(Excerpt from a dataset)
----

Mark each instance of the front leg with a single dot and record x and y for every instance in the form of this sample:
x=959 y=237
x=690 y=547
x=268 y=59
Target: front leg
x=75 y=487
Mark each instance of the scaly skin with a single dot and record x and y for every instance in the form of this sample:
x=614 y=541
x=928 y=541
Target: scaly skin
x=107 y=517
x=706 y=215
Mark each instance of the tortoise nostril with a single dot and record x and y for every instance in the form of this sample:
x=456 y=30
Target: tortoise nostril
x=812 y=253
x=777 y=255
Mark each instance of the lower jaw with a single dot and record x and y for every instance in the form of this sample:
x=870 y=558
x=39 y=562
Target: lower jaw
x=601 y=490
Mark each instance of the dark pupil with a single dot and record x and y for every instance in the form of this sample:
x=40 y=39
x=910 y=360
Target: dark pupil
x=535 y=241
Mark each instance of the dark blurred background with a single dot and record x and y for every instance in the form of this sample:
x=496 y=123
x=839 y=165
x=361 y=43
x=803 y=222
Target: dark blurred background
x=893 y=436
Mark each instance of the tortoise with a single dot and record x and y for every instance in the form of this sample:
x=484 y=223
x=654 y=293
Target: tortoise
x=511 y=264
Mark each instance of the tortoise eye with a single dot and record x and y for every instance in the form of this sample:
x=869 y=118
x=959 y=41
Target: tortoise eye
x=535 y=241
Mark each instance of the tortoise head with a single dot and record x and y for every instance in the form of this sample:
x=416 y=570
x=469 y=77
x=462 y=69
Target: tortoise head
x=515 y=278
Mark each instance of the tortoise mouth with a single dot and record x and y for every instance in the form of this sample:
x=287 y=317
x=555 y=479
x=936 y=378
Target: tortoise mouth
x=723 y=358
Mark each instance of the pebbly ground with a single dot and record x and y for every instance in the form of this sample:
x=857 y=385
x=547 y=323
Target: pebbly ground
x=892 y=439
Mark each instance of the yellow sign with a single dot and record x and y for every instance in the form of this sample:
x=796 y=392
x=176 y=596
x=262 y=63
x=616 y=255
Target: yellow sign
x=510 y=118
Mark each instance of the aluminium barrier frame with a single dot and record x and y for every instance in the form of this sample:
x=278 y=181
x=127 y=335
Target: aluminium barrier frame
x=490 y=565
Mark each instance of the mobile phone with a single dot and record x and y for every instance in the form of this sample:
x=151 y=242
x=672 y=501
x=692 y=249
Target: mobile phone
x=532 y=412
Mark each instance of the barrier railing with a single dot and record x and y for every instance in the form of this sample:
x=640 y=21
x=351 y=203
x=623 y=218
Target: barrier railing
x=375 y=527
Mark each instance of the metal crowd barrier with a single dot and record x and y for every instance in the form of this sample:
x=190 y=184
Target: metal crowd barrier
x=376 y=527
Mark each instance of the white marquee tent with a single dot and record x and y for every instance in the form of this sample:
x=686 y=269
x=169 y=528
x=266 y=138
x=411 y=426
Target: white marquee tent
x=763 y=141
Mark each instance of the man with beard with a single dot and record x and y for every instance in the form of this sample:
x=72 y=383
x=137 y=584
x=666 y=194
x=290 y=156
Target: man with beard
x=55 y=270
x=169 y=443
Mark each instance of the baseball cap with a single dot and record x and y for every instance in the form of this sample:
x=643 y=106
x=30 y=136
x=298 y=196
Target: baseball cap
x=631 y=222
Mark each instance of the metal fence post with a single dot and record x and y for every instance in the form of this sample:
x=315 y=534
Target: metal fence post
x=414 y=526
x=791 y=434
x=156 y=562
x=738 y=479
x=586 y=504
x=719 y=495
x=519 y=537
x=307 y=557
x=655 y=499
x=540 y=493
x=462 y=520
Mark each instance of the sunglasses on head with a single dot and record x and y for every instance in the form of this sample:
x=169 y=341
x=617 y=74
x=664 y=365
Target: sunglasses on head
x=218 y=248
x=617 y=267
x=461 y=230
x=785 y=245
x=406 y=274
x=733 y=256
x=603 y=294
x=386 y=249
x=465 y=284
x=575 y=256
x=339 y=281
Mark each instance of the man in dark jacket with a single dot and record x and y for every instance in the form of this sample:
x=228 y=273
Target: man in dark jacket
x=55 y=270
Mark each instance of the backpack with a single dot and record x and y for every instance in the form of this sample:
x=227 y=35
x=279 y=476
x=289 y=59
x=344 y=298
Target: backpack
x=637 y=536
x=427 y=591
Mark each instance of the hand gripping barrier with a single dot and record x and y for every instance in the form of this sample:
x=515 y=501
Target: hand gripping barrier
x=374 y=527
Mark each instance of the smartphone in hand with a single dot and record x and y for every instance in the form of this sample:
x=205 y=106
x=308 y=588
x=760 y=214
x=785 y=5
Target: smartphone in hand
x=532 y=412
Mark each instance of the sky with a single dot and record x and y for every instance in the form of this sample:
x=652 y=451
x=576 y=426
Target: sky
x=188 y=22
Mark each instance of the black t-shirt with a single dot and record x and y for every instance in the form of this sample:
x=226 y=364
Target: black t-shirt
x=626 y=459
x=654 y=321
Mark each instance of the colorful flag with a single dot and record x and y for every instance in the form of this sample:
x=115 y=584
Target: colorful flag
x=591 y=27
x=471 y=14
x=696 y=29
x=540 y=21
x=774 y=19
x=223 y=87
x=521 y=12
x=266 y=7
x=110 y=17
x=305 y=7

----

DIRECTIONS: Arrange the lines of the listing above as a Markdown table with the columns Number and Listing line, starting at the line that contains "Mark each instance of the tortoise mouth" and ending at the line that contains "x=490 y=565". Include both of those lines, and leave out any blank lines.

CORRECT RESULT:
| Number | Listing line |
|---|---|
| 1 | Mark each instance of the tortoise mouth with a single dot and record x and y for every instance in the form of this sample: |
| 2 | x=287 y=317 |
| 3 | x=555 y=479 |
| 4 | x=936 y=378 |
| 5 | Target: tortoise mouth |
| 6 | x=723 y=358 |
| 7 | Mark each instance of the pebbly ground with a single dot and record x and y for every instance in the form of this sample: |
| 8 | x=857 y=385 |
| 9 | x=547 y=323 |
| 10 | Target: pebbly ground |
| 11 | x=892 y=439 |
| 12 | Mark each instance of the yellow sign with a single dot and record x and y for every instance in the form of this sample: |
| 13 | x=796 y=392 |
| 14 | x=176 y=596 |
| 15 | x=262 y=63 |
| 16 | x=616 y=255 |
| 17 | Target: yellow sign |
| 18 | x=510 y=118 |
| 19 | Mark each instance of the aluminium barrier frame with a single dot and record x and y for every instance in the form of this sample: |
| 20 | x=278 y=181 |
| 21 | x=127 y=335 |
| 22 | Target: aluminium barrier frame |
| 23 | x=490 y=565 |